• [Given instruction]
Copy every line of the records below without changing anything.

(Data records)
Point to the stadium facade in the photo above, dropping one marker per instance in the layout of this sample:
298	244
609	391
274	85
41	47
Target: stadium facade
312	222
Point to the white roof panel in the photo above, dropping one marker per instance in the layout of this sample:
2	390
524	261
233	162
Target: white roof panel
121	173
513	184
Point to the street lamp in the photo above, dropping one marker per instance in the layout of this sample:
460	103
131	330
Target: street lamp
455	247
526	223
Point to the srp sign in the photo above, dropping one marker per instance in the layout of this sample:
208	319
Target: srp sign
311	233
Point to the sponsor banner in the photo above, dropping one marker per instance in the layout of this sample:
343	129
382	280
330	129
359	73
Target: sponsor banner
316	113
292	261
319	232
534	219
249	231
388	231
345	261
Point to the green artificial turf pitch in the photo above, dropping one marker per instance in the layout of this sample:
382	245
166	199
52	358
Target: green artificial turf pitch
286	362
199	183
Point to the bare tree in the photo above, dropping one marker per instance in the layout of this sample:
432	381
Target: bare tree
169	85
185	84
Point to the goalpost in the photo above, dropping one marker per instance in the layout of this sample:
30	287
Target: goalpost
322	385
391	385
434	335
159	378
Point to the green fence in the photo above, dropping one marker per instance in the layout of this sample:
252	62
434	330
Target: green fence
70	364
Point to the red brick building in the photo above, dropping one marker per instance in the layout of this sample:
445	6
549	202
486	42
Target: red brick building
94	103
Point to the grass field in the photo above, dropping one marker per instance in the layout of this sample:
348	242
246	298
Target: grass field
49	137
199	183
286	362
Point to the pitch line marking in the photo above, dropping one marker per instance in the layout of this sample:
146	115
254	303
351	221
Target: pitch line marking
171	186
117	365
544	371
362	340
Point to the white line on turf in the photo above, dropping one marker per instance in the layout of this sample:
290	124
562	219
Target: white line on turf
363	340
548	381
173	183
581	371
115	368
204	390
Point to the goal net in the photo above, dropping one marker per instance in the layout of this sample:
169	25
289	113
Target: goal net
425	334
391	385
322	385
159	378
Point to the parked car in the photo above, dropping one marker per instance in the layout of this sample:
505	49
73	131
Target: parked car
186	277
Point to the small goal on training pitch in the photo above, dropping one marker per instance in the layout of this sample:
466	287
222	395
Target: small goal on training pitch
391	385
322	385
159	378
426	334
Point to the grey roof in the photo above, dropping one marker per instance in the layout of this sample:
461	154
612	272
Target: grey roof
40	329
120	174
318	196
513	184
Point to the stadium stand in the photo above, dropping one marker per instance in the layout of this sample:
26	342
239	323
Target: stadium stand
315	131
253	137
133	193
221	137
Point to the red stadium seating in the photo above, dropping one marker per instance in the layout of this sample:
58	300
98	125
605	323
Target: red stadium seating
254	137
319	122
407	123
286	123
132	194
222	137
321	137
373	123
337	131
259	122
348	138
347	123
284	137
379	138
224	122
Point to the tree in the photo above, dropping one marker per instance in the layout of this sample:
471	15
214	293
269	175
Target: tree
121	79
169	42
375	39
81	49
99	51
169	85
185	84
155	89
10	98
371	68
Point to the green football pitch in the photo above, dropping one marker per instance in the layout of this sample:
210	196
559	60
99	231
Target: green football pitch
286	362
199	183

• [Solution below]
Point to the stadium facade in the photo above, dropping one marker per instance in the layout of this sample:
298	244
609	391
274	85
41	47
Target: stadium facade
312	222
Point to the white roof panel in the photo above, dropping one marker per instance in the layout of this sample:
2	390
524	261
233	162
Target: white roof panel
121	173
513	184
Point to the street lamp in the photo above, dropping one marker per instance in the layout of this sample:
460	103
131	330
Target: street lamp
455	247
526	223
Point to the srp sign in the photo above, dropping one marker per instance in the layout of this sample:
208	319
Target: srp sign
311	233
Point to the sponsor banner in the photo above, dropping one marker per instance in the layout of this sample:
343	129
382	280
330	129
359	73
Target: sponsor banner
316	113
292	261
319	232
534	219
249	231
388	231
345	261
Point to the green artificial turf pitch in the photo above, dropping one marker per instance in the layout of this sample:
382	245
166	199
52	358
Target: green artificial turf pitch
286	362
199	183
Point to the bare tree in the photo above, dropping one marker per instance in the layout of this sample:
432	381
Target: bare tree
169	85
185	84
Point to the goalpost in the photo above, dropping one marker per instance in the layout of this sample:
30	287
Target: goalpost
322	385
391	385
434	335
159	378
Point to the green fence in the photo above, dropping one marker per instance in the layout of this sample:
252	62
434	330
Target: green fence
70	364
Point to the red brick building in the photo above, dropping one marker per instance in the layout of this sample:
445	6
549	202
486	42
Target: red brick building
94	103
Point to the grass field in the photo above, dropping one marker per instance in the layout of this sample:
348	242
246	298
Target: grass field
49	137
199	183
286	362
Point to the pitch line marking in the photo above, dropping one marker per instance in the layout of this sample:
146	115
254	303
351	221
Target: pitch line marking
171	186
117	365
544	371
362	340
Point to the white line on turf in the photo above, dropping one marker per instance in the layout of this sample:
290	124
562	219
Target: white line on turf
363	340
548	381
173	183
581	371
115	368
204	390
Point to the goal net in the photo above, dropping one marker per instance in the layout of this sample:
169	25
289	113
Target: goal net
425	334
391	385
322	385
159	378
Point to the parked car in the photo above, dropping one marker per instance in the layout of this sample:
505	49
73	131
Target: parked car
186	277
Point to the small goal on training pitch in the photo above, dropping one marker per instance in the layout of this sample:
466	287
222	395
Target: small goal on training pitch
391	385
322	385
159	378
426	334
Point to the grey roof in the photo above, dropping one marker per instance in the layout of this sample:
461	154
612	272
Target: grey roof
40	329
120	174
318	196
513	184
Point to the stadium stand in the photo above, dropping one marker per instance in the layout of this sample:
26	342
239	323
Target: stadium stand
315	131
253	137
133	193
221	137
Point to the red stadium seating in the photo above, dropping one marker per instance in the layout of this sample:
58	300
98	125
605	323
Target: red stadium seating
254	137
319	122
407	123
286	123
132	194
222	137
321	137
373	123
337	131
259	122
348	138
347	123
284	137
379	138
224	122
Point to the tree in the photo above, dropping one marker per instance in the layout of this sample:
471	15
214	293
269	175
Target: tree
121	79
169	42
375	39
81	49
99	51
169	85
185	84
155	89
10	98
371	68
Point to the green football pitch in the photo above, dropping one marker per instance in the layout of this sample:
210	196
559	60
99	231
Target: green football pitch
286	362
199	183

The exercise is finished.